**Given problem 1:** From the midterm elections article below, output the passage that begins at the words "8 women who" and stops after the words "York and Massachusetts.", copied word for word.

**Provided text:**
8 women who made history this midterm election: ‘We’re still capable of change and progress’
Some votes are still being counted and the “I Voted” stickers are just beginning to peel, but women across the U.S. are already celebrating their historic victories in the midterm elections.
All 50 states in the U.S. have now elected to send a woman to Washington.
Vermont was the last state to have never elected a woman to Congress — but on Tuesday, Democrat Becca Balint won the state’s seat in the House of Representatives, becoming the first woman and openly LGBTQ person to represent Vermont in Congress.
Other milestones included the first female governors to be elected in Arkansas, New York and Massachusetts.
While this election cycle saw a record number of women win races for governor, the number of female candidates fighting for seats in the House and Senate failed to reach the highs seen in the 2018 and 2020 races, according to the Center for American Women and Politics at Rutgers University.

**Given problem 2:** Gather every line of the records below that contains the word "bare", and copy each of those lines in full. Case counts.

**Rows:**
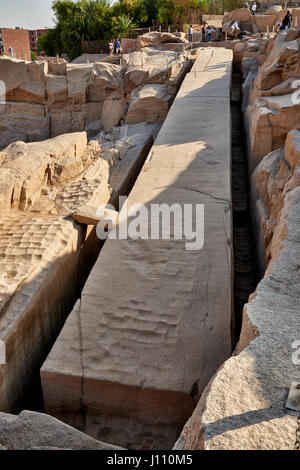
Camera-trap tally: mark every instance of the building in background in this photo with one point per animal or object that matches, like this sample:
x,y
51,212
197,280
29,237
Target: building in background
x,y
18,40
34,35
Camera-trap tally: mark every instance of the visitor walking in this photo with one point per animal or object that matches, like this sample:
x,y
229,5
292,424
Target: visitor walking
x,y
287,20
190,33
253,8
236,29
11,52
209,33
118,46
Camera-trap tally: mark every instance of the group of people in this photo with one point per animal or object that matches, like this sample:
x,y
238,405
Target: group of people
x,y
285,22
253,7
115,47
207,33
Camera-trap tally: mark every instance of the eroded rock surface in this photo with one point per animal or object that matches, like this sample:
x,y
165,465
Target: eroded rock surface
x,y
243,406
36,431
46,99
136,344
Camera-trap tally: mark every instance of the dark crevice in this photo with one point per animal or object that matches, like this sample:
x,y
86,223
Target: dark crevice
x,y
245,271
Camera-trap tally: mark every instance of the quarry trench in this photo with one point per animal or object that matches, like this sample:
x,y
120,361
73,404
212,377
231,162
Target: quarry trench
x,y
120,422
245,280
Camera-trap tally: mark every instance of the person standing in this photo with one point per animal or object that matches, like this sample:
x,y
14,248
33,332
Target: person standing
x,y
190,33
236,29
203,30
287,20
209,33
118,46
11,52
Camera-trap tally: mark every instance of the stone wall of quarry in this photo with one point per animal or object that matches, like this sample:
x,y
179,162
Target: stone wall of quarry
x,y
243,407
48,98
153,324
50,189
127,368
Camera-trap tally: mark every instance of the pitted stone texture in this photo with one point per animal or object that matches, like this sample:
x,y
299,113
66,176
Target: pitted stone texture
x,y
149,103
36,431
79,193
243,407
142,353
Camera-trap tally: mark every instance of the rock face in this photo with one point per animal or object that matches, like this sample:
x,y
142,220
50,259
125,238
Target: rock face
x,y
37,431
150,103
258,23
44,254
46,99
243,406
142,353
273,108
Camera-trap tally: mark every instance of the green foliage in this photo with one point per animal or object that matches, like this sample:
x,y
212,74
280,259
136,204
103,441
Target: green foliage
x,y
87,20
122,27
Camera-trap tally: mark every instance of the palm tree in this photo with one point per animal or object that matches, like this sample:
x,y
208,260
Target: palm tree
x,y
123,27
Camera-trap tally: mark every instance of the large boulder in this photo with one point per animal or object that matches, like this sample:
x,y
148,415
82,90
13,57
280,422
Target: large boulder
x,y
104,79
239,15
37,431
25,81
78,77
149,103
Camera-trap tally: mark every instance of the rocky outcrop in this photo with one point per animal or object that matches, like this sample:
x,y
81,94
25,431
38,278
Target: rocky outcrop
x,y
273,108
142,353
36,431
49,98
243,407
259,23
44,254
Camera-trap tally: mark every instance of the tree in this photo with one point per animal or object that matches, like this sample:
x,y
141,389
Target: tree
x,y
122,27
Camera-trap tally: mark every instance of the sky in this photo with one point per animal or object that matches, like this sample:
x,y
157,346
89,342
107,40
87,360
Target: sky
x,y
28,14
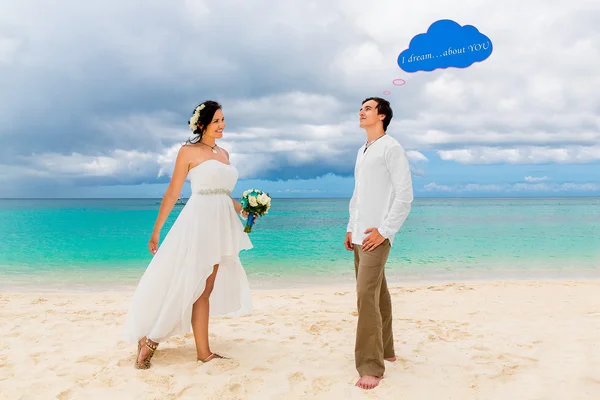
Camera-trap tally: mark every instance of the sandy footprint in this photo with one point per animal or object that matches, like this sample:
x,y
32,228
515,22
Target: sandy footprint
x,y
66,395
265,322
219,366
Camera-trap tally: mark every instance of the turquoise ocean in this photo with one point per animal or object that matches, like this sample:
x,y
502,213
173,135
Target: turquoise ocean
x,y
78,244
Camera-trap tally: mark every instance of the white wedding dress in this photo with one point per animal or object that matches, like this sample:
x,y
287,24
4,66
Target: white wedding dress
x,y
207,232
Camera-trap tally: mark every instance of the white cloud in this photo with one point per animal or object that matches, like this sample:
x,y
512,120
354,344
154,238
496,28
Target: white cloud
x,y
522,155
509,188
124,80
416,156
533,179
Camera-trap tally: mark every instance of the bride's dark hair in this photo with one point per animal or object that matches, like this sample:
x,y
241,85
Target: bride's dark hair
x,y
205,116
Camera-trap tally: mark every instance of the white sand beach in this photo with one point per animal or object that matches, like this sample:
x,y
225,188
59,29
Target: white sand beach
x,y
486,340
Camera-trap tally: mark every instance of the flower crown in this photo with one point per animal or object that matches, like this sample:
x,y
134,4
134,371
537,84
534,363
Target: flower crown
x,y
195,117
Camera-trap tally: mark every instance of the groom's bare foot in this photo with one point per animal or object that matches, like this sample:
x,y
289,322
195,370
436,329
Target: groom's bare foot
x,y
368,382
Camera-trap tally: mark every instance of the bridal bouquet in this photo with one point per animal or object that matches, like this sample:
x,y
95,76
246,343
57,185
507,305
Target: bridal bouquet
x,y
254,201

* * *

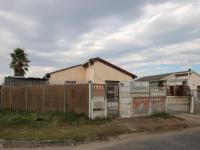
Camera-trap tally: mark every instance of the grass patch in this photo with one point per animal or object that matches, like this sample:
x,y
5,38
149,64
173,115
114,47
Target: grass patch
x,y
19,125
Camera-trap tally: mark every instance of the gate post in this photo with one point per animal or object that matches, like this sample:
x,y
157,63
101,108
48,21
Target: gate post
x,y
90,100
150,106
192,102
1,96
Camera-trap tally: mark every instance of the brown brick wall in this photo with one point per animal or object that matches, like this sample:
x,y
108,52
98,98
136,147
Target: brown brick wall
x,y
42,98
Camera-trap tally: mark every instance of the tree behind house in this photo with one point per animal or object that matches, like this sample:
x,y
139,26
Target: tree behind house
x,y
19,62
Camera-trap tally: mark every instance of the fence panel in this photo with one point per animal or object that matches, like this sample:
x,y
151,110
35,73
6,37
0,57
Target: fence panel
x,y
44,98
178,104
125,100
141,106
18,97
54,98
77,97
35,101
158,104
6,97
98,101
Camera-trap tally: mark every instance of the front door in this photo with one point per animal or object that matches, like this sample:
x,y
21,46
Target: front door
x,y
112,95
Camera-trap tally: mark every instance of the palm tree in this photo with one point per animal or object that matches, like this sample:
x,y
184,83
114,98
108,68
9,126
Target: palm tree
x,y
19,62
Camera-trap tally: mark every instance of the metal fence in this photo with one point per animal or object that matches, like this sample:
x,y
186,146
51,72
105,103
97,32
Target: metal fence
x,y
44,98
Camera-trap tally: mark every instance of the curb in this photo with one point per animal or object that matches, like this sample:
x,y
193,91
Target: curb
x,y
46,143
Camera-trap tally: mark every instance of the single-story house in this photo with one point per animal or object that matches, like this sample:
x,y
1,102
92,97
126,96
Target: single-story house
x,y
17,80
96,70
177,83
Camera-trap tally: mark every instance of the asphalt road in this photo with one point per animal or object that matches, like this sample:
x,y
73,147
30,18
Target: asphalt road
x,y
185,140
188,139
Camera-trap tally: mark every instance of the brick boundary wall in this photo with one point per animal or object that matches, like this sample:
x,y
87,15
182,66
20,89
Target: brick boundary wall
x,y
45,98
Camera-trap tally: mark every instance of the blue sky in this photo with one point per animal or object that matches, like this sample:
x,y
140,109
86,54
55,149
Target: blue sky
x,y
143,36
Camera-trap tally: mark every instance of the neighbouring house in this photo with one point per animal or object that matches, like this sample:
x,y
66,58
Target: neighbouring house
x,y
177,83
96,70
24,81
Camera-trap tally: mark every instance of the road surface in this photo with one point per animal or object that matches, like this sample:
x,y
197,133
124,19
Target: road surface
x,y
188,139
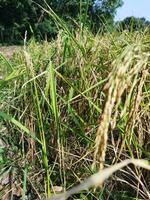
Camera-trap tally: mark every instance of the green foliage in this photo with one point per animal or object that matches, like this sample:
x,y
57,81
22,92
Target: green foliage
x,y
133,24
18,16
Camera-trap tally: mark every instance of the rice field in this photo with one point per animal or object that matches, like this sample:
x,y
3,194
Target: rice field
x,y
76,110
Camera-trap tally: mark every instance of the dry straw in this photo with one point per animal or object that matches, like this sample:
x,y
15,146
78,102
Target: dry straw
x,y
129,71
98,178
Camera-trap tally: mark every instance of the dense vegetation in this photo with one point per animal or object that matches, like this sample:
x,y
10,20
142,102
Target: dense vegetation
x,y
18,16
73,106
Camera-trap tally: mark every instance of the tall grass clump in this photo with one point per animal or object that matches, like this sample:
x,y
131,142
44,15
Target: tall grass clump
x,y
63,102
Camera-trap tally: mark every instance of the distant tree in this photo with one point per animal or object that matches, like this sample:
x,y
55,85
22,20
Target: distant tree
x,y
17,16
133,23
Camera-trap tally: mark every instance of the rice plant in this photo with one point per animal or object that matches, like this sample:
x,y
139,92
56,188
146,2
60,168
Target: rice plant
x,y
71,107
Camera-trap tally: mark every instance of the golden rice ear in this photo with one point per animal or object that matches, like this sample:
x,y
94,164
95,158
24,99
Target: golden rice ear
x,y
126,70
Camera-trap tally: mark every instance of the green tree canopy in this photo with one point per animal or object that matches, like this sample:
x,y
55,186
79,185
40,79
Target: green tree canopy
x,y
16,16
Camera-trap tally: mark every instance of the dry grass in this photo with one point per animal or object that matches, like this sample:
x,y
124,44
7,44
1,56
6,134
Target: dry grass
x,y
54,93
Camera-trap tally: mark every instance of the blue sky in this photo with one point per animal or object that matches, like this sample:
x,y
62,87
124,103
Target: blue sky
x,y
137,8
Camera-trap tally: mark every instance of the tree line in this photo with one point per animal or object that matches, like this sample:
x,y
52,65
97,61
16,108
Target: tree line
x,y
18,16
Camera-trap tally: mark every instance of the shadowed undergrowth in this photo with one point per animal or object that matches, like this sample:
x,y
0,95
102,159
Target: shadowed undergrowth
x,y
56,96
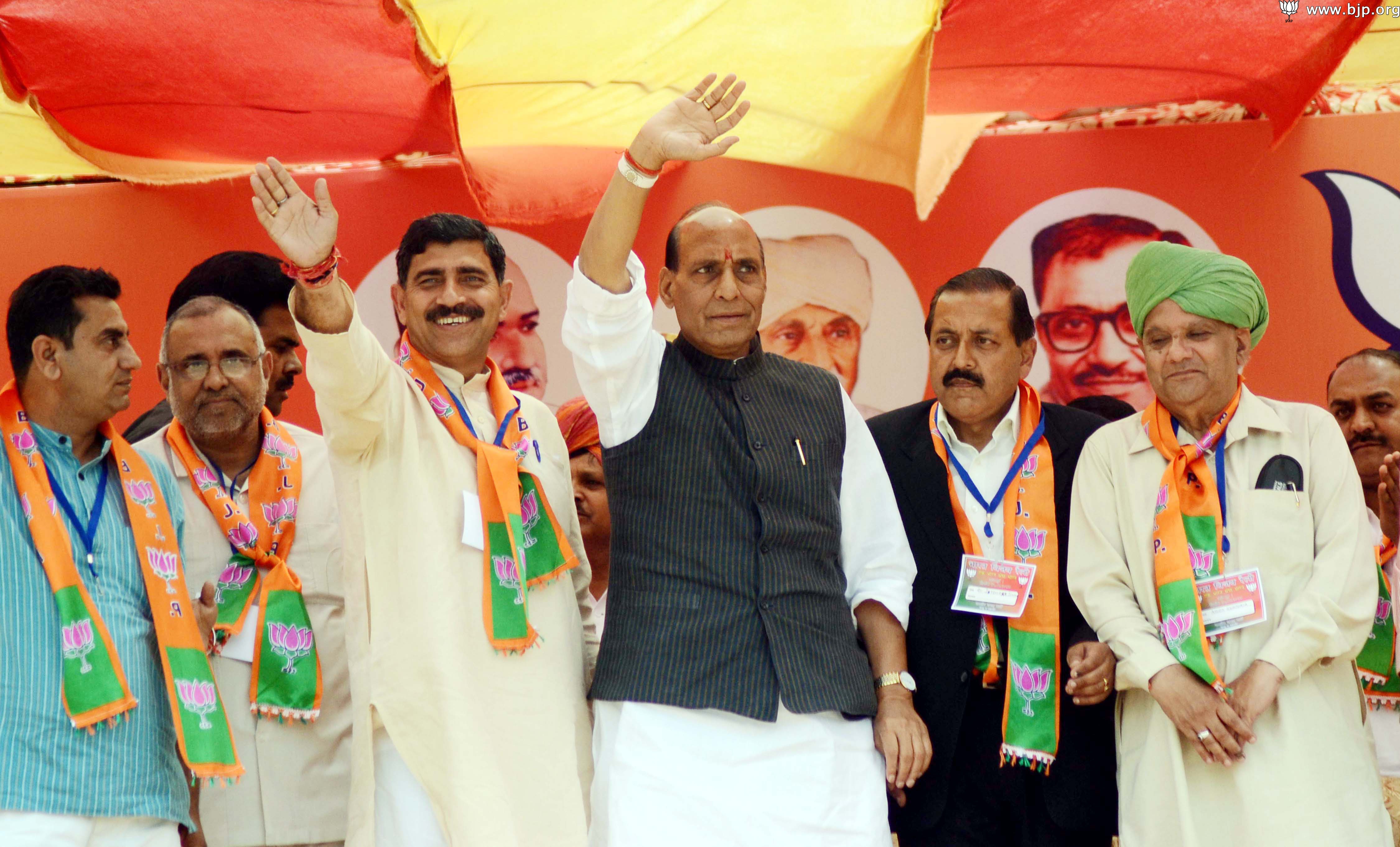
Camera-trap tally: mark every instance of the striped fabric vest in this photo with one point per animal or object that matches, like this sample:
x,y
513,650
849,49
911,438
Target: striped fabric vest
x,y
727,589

**Finished answer 1:**
8 women who made history this midterm election: ‘We’re still capable of change and progress’
Some votes are still being counted and the “I Voted” stickers are just beginning to peel, but women across the U.S. are already celebrating their historic victories in the midterm elections.
All 50 states in the U.S. have now elected to send a woman to Washington.
Vermont was the last state to have never elected a woman to Congress — but on Tuesday, Democrat Becca Balint won the state’s seat in the House of Representatives, becoming the first woman and openly LGBTQ person to represent Vermont in Congress.
Other milestones included the first female governors to be elected in Arkansas, New York and Massachusetts.

**Finished answer 2:**
Camera-trap tally: mark every instance of the groom's bare foot in this photo with one point per animal or object that matches, like this sample:
Target: groom's bare foot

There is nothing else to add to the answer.